▶ [Data records]:
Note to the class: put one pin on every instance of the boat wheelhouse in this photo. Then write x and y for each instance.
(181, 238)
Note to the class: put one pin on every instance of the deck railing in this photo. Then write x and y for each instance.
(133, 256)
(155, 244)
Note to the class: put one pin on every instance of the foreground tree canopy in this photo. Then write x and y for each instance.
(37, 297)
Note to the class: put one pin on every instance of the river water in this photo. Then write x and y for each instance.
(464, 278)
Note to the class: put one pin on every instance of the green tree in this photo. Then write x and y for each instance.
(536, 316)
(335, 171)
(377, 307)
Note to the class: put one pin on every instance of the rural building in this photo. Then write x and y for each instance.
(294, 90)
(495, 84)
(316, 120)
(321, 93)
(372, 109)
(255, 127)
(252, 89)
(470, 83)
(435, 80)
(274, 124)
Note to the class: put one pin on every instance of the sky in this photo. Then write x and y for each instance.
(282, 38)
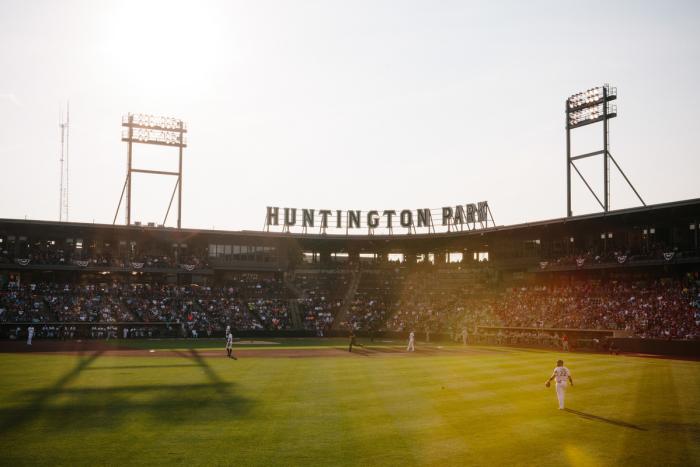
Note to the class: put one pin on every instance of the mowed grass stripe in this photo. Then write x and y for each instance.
(429, 410)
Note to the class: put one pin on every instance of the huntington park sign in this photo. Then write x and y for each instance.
(461, 216)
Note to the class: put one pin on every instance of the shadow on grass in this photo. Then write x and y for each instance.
(60, 407)
(610, 421)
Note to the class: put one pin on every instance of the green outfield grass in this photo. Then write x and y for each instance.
(258, 343)
(489, 408)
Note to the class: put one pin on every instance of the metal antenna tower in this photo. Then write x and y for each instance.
(64, 125)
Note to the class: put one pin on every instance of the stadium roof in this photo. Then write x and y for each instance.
(655, 209)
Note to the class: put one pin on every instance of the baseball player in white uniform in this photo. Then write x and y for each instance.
(229, 346)
(561, 374)
(30, 335)
(411, 342)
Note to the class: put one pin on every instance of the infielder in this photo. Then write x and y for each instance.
(229, 346)
(411, 342)
(561, 374)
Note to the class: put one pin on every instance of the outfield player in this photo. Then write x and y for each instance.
(351, 338)
(229, 346)
(561, 374)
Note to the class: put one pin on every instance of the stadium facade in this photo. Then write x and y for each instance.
(657, 239)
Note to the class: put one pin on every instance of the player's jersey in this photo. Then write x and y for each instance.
(561, 374)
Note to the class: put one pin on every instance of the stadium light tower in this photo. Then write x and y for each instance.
(160, 131)
(586, 108)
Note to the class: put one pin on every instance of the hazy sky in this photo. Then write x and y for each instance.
(344, 105)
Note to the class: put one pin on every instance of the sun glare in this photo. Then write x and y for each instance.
(160, 47)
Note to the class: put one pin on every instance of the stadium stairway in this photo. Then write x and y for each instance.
(296, 291)
(347, 300)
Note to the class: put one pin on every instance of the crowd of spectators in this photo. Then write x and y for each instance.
(249, 302)
(48, 253)
(394, 300)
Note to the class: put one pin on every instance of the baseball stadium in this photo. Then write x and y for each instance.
(351, 337)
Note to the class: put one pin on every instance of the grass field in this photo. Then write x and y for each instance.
(486, 407)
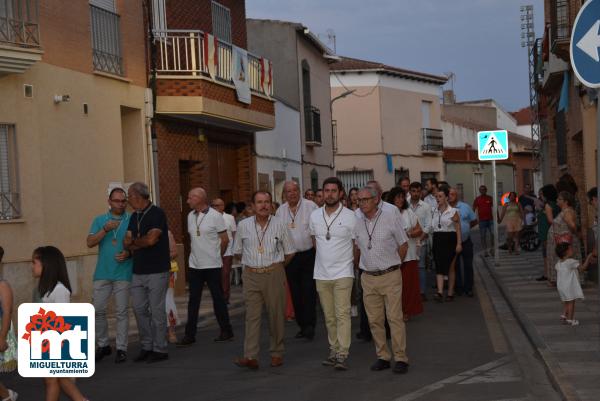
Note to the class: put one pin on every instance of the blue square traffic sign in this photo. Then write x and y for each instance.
(492, 145)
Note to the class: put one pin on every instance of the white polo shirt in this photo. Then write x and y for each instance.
(334, 257)
(298, 222)
(206, 247)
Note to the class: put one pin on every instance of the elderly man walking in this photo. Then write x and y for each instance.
(332, 229)
(208, 243)
(147, 237)
(381, 245)
(112, 276)
(265, 246)
(295, 213)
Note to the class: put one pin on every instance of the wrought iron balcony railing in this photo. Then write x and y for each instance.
(181, 53)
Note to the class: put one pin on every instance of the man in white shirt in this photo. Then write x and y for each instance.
(265, 246)
(423, 212)
(295, 213)
(381, 245)
(332, 229)
(208, 237)
(219, 205)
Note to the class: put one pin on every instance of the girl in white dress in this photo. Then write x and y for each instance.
(49, 266)
(567, 283)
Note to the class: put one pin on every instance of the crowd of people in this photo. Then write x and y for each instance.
(362, 249)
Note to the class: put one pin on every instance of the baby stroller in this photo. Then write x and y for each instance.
(528, 238)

▶ [TASK DETAILS]:
Please copy every one of the lines above word for word, leaving the pictures out of your answer.

▶ [REPLY]:
Note to the class: put one pin on every instance of the boat wheelhouse in this photo. Then write x and y for each instance.
(181, 238)
Note to the class: put one pin on every instance of the deck railing in this photo. Then write x and y for each instance.
(133, 256)
(155, 244)
Note to the class: put one pin on every instance of the foreground tree canopy in this photo. Then write x and y for each instance.
(37, 297)
Note to the class: put one pin on every instance of the river water in this photo. Then write x and y for each instance.
(464, 278)
Note to the class: put one pin on every instance of the green tree in this photo. Then write x and y for each instance.
(536, 316)
(335, 171)
(377, 307)
Note to the class: put one pin on every instance of the rural building in this photo. Then write x and y for each instance.
(294, 90)
(495, 84)
(316, 120)
(321, 93)
(372, 109)
(255, 127)
(252, 89)
(470, 83)
(435, 80)
(274, 124)
Note to the class: put one pin on every instance of the sky in this photo. Then write x and y for each instance.
(282, 38)
Note to the class: put one pin on every instance of the mowed grass stripe in this photo. Then write x and y for each instance.
(429, 410)
Note to the class: put one pin on every instance of the huntington park sign in this photo. Then write x and y for each instance.
(461, 216)
Note to the class: put one pin on every instance of the shadow on grass in this photo. Then write x and y for each instance.
(60, 407)
(610, 421)
Note to the class: put one pin on every instance of the green outfield grass in this photo. Then write x and y for each instance.
(258, 343)
(489, 408)
Note to the class: put one pin on every instance of the metal antenna tower in this photo. Then write x and y for each instance.
(64, 125)
Note to the class: put one pin on every instance of the stadium roof in this photo. Then write x and y for each instance.
(655, 209)
Note to the class: put one pin on every instance of the baseball player in white uniform in this photo. Then write x and y for each instance.
(229, 346)
(561, 374)
(30, 335)
(411, 342)
Note to the class: put one pin on every instance of the infielder in this photo. Then write x and y for each instance.
(229, 346)
(411, 342)
(561, 374)
Note to the class: put one pin on every instance of the outfield player in this photo. Then write x and y for each instance.
(351, 338)
(229, 346)
(561, 374)
Note to the class: put one pin on every instance of the stadium facade in this photo. Then write x and y for each instance.
(657, 239)
Note to the class: put one pin on every instance of the player's jersey in this photo. Then write x and y for each instance.
(561, 374)
Note to the class: put one pin on every instance of the stadium light tower in this photo. Then write x and y for each instance.
(160, 131)
(586, 108)
Note to the class: put one pin on every instance of the hazy sky in this photo. Then write x and y for each instance.
(344, 105)
Note to the class: put one pin on every instance of the sun glare in this photo. Then write x and y for each instance.
(160, 47)
Note to the class: put one pin on every instance of the stadium stairway in this photo. Then write x and y for each instance.
(296, 291)
(347, 300)
Note to the class: put one pin on every instance of the crowd of spectators in this photo. Then write x and y for each instance.
(249, 302)
(48, 253)
(394, 300)
Note to the class: put one pin on every instance of the baseball stadium in this photo. Then write x and y for each instance.
(351, 337)
Note to the class: put one pin on every instance of the grass field in this photo. Then write x and y for each instance.
(486, 407)
Note to the class: put one pin on every instance of the blue square traffic sign in this photo. Then write x and y for each instance.
(492, 145)
Note to the class: put one pin on every instance of the white polo shirt in this photo. Then write x and y for each instance.
(334, 257)
(298, 222)
(206, 247)
Note to the class: put one pin on every instance of the elderly man walking in this photo. Then write x and y for each instance.
(332, 229)
(208, 243)
(147, 237)
(381, 245)
(112, 276)
(265, 246)
(295, 213)
Note to the class: put one pin on every instance of the wrought iron balcony railing in this photo. Then write x and y for each instance.
(181, 53)
Note to the class: put one pin on every instance of the man in white shirt in this photo. Then write x and y for each instance.
(265, 246)
(423, 212)
(295, 213)
(381, 245)
(332, 229)
(208, 237)
(219, 205)
Note to the class: put one pin on every instance of the girl in white dress in this photo. Then write x and y for each instance.
(49, 266)
(567, 283)
Note to the class: put one pin on every instance of the crowd of people in this photo. Then write x and y for each instance.
(362, 249)
Note to the class: put one pin on every instance of the baby stroller in this photo. Then write x and y for each instance.
(528, 238)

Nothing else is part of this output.